__Instructions for the task__
Your response should be a copy of each line in the listing below that includes the word "background".

============================================================

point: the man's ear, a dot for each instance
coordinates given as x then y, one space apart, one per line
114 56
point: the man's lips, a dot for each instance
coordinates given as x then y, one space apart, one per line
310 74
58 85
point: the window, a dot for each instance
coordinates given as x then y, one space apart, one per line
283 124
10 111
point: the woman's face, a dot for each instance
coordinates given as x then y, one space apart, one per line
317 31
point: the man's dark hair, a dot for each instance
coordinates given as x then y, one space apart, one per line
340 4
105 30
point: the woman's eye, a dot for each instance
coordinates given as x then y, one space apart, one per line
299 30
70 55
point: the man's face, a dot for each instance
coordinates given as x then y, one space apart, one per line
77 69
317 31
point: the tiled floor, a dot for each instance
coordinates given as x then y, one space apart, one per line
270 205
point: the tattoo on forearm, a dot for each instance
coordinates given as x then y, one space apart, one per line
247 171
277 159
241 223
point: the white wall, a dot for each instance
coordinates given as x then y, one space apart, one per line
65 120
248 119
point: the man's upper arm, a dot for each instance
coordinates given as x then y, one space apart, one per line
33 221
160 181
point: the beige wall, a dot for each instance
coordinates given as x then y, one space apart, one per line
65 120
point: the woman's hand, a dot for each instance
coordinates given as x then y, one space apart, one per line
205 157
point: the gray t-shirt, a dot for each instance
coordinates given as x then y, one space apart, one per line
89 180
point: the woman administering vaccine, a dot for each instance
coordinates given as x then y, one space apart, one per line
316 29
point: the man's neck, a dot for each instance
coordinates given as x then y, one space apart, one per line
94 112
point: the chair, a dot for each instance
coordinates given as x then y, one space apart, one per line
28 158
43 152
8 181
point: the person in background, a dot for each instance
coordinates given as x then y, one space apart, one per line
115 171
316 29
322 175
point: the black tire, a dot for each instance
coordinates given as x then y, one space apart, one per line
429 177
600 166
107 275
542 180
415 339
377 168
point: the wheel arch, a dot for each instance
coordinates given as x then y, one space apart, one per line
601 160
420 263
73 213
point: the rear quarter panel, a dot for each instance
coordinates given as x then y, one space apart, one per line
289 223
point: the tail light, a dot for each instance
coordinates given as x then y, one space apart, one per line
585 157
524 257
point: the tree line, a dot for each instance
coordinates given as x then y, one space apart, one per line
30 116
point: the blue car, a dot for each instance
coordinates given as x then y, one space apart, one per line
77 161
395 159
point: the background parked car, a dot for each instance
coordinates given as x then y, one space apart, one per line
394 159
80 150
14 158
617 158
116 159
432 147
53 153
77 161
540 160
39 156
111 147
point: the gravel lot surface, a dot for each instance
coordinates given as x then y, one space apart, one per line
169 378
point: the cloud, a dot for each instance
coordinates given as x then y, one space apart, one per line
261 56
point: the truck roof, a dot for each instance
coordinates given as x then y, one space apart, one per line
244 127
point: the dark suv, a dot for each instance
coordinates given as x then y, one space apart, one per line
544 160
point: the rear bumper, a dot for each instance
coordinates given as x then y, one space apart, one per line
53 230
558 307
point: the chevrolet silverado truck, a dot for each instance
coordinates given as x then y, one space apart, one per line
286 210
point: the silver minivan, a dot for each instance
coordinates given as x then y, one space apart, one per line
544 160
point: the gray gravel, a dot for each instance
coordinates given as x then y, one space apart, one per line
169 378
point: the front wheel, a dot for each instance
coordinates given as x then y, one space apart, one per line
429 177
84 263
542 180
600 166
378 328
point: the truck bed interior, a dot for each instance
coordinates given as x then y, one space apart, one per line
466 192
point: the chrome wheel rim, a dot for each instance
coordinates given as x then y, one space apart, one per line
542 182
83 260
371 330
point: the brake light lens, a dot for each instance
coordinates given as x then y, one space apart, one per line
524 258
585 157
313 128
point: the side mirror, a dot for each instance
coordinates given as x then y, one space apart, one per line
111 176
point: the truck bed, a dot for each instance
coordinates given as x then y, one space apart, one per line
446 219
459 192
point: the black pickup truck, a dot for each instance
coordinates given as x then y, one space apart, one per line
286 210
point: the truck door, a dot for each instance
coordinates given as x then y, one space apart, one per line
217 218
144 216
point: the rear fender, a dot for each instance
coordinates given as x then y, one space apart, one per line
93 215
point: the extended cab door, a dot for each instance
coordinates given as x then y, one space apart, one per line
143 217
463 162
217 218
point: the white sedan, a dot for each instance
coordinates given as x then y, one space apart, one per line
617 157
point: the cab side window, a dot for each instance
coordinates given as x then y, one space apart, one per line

============================================================

__Completed exercise__
point: the person in background, a dot for each instance
point: the background parked car, a dot for each instance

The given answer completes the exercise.